# Task
Gather every line in the entries below that contains the word "locomotive", and copy each one out in full.

# Excerpted records
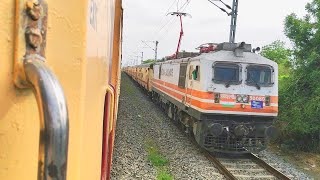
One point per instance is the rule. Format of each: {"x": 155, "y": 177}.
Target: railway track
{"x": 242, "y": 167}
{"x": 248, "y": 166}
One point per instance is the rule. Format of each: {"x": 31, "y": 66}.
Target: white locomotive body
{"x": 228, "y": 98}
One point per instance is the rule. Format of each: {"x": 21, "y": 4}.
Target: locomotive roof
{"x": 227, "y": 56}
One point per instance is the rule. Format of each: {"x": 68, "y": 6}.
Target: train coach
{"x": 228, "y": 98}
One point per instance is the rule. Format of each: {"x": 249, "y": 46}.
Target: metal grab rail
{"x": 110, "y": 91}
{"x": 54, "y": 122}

...

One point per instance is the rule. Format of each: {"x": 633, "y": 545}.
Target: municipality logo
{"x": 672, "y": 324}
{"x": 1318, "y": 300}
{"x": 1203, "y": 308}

# Reply
Target: white locomotive body
Target: locomotive roof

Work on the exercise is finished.